La terza puntata di Vieni via con me è stata un trionfo senza precedenti per Rai Tre. Nove milioni e settecentomila telespettatori. 31.60% di share. Oltre 20 milioni di contatti.
I numeri non sono tutto è vero, ma spesso spiegano più di tante analisi. La terza puntata di Vieni via con me, il programma televisivo di Fabio Fazio e Roberto Saviano, è stata un trionfo.
Un trionfo senza precedenti per Rai 3. Nove milioni e settecentomila telespettatori. 31.60% di share. Oltre 20 milioni di contatti.
Molti, soprattutto appartenenti al salotto ormai solo virtuale della sinistra, hanno criticato aspramente le prime due puntate del programma con giudizi che oscillavano tra il “banale” e “non santifichiamo Saviano”. Critiche che riflettono un pregiudizio che unifica l’Italia intera e mettono in rilievo una sua caratteristica comune a Milano come a Palermo: l’invidia.
Dopo la prima puntata, meno intensa e bella della seconda, a sua volta più bella e intensa della terza, ho salutato con soddisfazione il ritorno in televisione dell’impegno civile in un programma non necessariamente di nicchia. E quando Saviano ha affermato, davanti a milioni di italiani, che «È importante che ognuno faccia bene il proprio lavoro», cito a memoria, «per dare un contributo al cambiamento del nostro Paese», ho gioito. Penso anch’io la stessa cosa. Dirò di più. Credo che l’unica rivoluzione possibile sia oggi quella di fare bene il proprio lavoro.
Roberto Saviano è un narratore, un fine narratore. E vorrei qui ricordare le storie della seconda puntata. La prima riguardava la ‘Ndrangheta, la seconda la storia d’amore di Pier Giorgio Welby e di sua moglie Pina. Storie molto diverse ma ugualmente intense.
Nel primo caso, in maniera quasi didascalica, alla Giovanni Falcone per intenderci, ha spiegato al grande pubblico della televisione, ai ragazzi adolescenti e a tutti quelli distratti da nani, ballerine ed escort, com’è organizzata la ‘Ndrangheta, come vivono i suoi capi latitanti e soprattutto come e dove puliscono il denaro proveniente dalle azioni criminali.
Roberto Saviano è riuscito a inchiodare davanti ai teleschermi milioni di persone, con un numero sempre crescente di giovani (e di laureati), grazie alla sola forza della parola. E ha svolto una funzione maieutica.
_____
● COMPITI DA SVOLGERE:
- A) Secondo il testo su Vieni via con me, quale share ha ottenuto la terza puntata del programma?
- B) Scrivi il seguito del testo su Vieni via con me, riprendendo subito dopo l'ultima frase.

Voci del dataset
_____
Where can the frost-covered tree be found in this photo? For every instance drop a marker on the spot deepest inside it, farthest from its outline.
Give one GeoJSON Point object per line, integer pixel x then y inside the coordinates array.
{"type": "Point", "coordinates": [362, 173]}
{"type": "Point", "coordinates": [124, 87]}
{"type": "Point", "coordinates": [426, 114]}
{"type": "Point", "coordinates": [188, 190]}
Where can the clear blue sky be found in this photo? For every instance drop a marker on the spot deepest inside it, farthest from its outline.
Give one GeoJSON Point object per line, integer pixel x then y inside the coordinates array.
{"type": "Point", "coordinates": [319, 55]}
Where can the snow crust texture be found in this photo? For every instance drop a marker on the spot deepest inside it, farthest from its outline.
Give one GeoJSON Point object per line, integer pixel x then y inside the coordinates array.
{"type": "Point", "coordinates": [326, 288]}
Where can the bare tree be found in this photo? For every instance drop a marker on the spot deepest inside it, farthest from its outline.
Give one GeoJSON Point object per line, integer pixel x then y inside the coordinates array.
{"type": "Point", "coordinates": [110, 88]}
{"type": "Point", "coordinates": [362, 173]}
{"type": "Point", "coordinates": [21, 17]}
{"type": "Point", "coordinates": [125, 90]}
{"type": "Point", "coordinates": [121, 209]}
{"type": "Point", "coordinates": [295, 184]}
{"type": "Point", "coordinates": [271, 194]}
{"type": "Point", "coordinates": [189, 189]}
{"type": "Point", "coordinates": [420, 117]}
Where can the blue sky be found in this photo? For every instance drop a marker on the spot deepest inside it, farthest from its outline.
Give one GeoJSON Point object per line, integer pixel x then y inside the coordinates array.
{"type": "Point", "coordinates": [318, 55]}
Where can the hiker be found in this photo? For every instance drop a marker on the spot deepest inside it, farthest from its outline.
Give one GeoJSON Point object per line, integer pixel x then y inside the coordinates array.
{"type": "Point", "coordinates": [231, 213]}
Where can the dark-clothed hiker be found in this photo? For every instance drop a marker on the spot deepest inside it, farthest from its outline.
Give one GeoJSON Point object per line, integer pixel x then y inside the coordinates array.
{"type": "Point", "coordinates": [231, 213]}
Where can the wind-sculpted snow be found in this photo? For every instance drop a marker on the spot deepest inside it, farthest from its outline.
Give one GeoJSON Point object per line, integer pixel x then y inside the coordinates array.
_____
● RISPOSTE PER NUMERO:
- A) Il 31.60% di share.

- B)
La seconda narrazione è stata una travolgente storia d’amore. L’incontro tra Pier Giorgio Welby e Pina. Anche in questo caso Vieni via con me è riuscito a parlare a una platea ampissima di temi centrali della vita contemporanea, l’Eutanasia e il Testamento biologico, che pongono molti interrogativi e richiedono risposte certe.
E poi ancora Beppino Englaro, Antonio Albanese, Cristiano De Andrè, Silvio Orlando, e prima Roberto Benigni, Salvatore Accardo, Renzo Piano, Andrea Camilleri, e soprattutto le esecuzioni live della più bella canzone italiana di sempre, Vieni via con me di Paolo Conte. Come dimenticare Peppe Servillo degli Avion Travel che duetta con il fratello attore Toni e la performance di Luca Zingaretti?
Dopo il successo delle prime tre serate, Fabio Fazio, Roberto Saviano, Loris Mazzetti e tutti gli autori del programma possono ritenersi soddisfatti. Hanno mandato in onda il successo televisivo dell’anno, uno dei pochi programmi che non è un format, un prodotto preconfezionato altrove e distribuito da noi. Ed è incredibile che un narratore di storie come Saviano abbia dovuto aspettare tutto questo tempo per avere uno spazio tutto suo nella televisione pubblica. Questo è il vero scandalo.
Vieni via con me è “la televisione” che vorrei vedere sempre. Dove va in onda un’altra Italia. Un’Italia che mi piace. Assai.